▸ **AVAILABLE RECORDS**:
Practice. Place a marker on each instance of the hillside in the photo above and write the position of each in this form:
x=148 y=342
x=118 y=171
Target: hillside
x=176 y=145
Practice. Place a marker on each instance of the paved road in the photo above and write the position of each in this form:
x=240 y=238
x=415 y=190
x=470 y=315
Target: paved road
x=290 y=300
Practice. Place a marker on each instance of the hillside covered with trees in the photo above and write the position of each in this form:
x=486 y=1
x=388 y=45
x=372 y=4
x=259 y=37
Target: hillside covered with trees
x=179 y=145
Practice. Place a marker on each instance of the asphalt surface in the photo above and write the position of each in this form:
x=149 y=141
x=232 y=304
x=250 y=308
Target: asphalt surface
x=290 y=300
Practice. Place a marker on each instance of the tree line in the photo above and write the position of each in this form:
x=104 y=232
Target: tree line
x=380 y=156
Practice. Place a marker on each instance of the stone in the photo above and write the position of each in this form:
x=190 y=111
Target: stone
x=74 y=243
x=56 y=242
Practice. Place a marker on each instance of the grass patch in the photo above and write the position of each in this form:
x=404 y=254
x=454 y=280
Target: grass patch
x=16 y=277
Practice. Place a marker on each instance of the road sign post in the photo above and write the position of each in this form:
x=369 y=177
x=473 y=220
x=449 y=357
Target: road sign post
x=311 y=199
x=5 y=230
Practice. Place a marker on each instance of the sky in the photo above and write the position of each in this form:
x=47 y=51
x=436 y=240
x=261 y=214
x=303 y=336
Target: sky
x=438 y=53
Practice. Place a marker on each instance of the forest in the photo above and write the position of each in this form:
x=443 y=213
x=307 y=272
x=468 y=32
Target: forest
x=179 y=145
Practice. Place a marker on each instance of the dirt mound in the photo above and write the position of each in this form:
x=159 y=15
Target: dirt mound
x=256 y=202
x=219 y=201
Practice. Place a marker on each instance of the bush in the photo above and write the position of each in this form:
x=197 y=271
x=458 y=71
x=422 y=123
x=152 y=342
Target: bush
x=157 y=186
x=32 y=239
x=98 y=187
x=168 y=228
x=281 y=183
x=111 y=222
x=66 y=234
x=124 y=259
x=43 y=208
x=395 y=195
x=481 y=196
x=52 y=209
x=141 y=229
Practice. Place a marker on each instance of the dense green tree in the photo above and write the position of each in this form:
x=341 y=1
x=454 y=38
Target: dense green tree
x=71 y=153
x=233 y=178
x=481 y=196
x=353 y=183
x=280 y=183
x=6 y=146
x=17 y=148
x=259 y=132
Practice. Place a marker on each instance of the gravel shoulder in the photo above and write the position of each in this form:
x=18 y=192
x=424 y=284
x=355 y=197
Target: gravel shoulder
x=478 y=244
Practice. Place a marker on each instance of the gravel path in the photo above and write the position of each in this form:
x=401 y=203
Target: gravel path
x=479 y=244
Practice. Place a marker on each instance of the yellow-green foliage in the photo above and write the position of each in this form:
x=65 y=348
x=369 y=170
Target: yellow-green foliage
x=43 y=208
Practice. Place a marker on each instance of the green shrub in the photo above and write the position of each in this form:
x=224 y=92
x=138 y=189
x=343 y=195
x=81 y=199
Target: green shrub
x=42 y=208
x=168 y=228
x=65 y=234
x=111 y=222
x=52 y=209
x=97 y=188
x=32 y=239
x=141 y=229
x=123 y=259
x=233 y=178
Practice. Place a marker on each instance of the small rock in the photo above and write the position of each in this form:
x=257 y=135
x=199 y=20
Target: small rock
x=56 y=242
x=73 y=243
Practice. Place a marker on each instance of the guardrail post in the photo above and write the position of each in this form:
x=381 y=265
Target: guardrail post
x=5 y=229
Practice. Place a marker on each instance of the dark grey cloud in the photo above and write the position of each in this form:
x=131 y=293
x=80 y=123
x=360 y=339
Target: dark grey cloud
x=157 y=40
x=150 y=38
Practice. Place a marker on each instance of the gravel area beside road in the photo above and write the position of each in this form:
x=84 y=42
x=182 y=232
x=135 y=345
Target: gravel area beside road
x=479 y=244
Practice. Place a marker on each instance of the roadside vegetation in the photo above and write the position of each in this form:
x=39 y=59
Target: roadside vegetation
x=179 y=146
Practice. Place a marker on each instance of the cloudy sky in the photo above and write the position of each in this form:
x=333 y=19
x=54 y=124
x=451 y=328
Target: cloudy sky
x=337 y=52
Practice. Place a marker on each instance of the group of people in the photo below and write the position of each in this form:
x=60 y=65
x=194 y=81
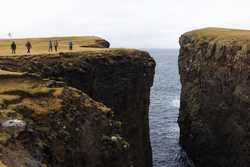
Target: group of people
x=51 y=45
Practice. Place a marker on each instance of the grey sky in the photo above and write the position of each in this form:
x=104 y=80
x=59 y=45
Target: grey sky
x=125 y=23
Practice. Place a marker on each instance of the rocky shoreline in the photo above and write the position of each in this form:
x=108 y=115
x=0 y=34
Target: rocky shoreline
x=110 y=129
x=214 y=113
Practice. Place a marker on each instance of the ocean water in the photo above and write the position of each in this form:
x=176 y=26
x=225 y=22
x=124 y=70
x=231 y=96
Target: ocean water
x=164 y=109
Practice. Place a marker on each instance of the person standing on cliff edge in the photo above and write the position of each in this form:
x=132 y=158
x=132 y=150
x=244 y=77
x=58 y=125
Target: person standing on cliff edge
x=28 y=46
x=50 y=46
x=70 y=45
x=13 y=47
x=56 y=45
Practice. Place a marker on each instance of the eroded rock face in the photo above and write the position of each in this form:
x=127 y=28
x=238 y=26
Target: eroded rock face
x=214 y=65
x=119 y=78
x=45 y=123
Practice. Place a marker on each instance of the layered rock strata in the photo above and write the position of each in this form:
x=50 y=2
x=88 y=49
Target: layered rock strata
x=45 y=123
x=214 y=66
x=119 y=78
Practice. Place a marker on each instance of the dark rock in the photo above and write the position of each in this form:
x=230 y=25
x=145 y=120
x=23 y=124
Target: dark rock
x=214 y=114
x=119 y=78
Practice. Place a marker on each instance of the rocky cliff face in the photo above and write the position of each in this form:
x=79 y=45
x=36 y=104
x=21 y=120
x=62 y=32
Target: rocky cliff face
x=214 y=66
x=45 y=123
x=119 y=78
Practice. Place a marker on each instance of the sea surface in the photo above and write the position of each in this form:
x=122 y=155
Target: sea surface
x=164 y=109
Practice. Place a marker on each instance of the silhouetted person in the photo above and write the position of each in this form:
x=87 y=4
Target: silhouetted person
x=70 y=45
x=50 y=46
x=28 y=46
x=13 y=47
x=56 y=45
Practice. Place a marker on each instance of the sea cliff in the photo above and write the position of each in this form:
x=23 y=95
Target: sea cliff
x=118 y=78
x=214 y=65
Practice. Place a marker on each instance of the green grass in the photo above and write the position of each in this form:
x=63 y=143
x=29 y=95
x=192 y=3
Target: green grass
x=40 y=45
x=213 y=33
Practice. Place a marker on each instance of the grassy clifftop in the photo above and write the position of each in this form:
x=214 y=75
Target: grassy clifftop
x=40 y=45
x=213 y=33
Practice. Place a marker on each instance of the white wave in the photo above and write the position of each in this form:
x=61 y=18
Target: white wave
x=175 y=103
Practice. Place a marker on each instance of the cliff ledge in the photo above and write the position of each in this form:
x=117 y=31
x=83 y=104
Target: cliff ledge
x=118 y=78
x=214 y=66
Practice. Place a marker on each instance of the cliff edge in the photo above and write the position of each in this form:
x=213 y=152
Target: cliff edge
x=119 y=78
x=46 y=123
x=214 y=65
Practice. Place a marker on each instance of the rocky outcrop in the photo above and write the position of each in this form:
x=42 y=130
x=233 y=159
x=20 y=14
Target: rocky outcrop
x=214 y=66
x=119 y=78
x=45 y=123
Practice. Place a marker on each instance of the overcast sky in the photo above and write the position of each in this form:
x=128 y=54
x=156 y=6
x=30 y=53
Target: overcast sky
x=125 y=23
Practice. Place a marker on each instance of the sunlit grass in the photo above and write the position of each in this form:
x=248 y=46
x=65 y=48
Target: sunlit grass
x=221 y=34
x=40 y=45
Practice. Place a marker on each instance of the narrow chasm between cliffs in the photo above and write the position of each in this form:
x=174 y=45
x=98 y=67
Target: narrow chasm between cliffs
x=73 y=109
x=214 y=66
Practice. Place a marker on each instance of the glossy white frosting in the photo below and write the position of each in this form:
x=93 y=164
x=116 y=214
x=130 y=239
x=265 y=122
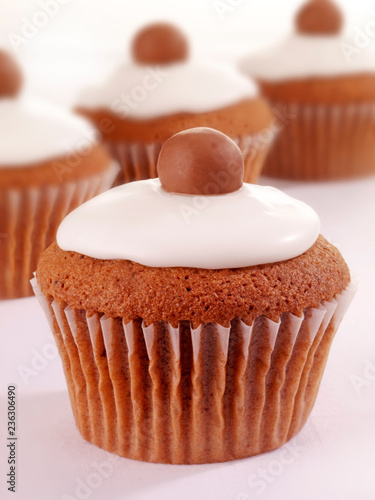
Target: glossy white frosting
x=143 y=223
x=32 y=131
x=303 y=56
x=141 y=92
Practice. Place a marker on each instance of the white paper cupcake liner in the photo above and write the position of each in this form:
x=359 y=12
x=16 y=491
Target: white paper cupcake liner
x=323 y=142
x=29 y=222
x=183 y=395
x=138 y=160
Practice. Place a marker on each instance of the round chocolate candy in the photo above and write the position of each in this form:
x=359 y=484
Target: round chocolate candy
x=10 y=76
x=319 y=17
x=160 y=43
x=200 y=161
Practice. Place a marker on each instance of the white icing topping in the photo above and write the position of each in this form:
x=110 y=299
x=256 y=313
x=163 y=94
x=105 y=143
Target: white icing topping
x=142 y=92
x=32 y=131
x=143 y=223
x=303 y=56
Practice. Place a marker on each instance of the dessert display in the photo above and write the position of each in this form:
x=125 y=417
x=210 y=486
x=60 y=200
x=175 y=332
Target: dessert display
x=193 y=312
x=50 y=162
x=164 y=90
x=328 y=94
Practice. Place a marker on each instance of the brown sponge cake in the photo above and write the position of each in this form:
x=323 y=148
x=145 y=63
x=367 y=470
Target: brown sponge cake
x=125 y=289
x=215 y=350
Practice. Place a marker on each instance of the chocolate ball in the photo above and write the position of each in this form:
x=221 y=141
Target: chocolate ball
x=10 y=76
x=160 y=43
x=200 y=161
x=319 y=17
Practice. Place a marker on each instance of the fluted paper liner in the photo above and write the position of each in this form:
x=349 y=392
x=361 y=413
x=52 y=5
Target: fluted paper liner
x=29 y=220
x=323 y=142
x=138 y=160
x=183 y=395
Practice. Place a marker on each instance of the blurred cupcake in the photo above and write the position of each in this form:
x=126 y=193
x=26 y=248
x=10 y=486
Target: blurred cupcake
x=50 y=162
x=163 y=91
x=326 y=92
x=193 y=316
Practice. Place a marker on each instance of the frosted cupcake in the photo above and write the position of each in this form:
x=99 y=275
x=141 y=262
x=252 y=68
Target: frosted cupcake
x=50 y=162
x=163 y=91
x=193 y=313
x=327 y=94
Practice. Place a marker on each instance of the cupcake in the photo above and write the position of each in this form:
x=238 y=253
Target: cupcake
x=327 y=94
x=50 y=162
x=163 y=91
x=193 y=313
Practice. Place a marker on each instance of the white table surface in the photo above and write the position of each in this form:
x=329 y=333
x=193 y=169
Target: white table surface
x=332 y=458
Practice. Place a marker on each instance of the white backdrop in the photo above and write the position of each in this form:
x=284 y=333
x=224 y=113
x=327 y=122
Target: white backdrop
x=81 y=41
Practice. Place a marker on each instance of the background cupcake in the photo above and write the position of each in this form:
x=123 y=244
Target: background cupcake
x=163 y=91
x=197 y=326
x=329 y=94
x=50 y=162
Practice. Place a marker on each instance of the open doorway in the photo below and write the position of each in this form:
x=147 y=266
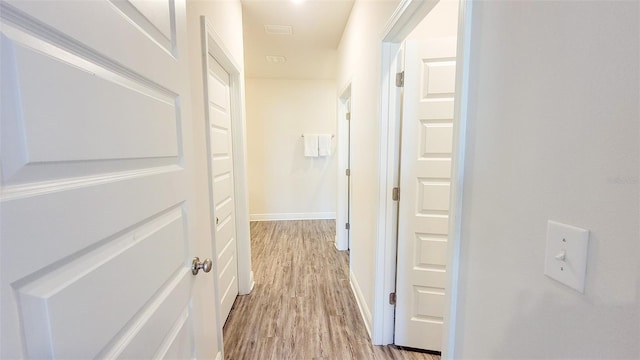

▸ **EXERCISE INSTRUCTIONS**:
Render the data above, from its first line through the line containing "x=380 y=156", as a JSON list of strings with one string per line and blank lines omitted.

▸ **SOLVED EXERCISE**:
[
  "Practice. Place a marker on each instance of the hillside in the photo above and write the position of each in this form:",
  "x=148 y=342",
  "x=118 y=171",
  "Target: hillside",
  "x=176 y=145",
  "Practice. Place a marker on each instance of the paved road in the photo above and write the position of each in this form:",
  "x=240 y=238",
  "x=415 y=190",
  "x=470 y=315",
  "Target: paved road",
  "x=290 y=300",
  "Practice. Place a marker on each instance of the hillside covered with trees in the photo above and write the position of each in this form:",
  "x=486 y=1",
  "x=388 y=45",
  "x=372 y=4",
  "x=259 y=37",
  "Target: hillside covered with trees",
  "x=179 y=145",
  "Practice. Place a marker on each instance of the asphalt surface in the photo above and write the position of each in this form:",
  "x=149 y=141",
  "x=232 y=304",
  "x=250 y=308",
  "Target: asphalt surface",
  "x=290 y=300",
  "Practice. Place a marker on each instance of the tree line in the photo above and write the position of each in this form:",
  "x=104 y=232",
  "Target: tree line",
  "x=380 y=156"
]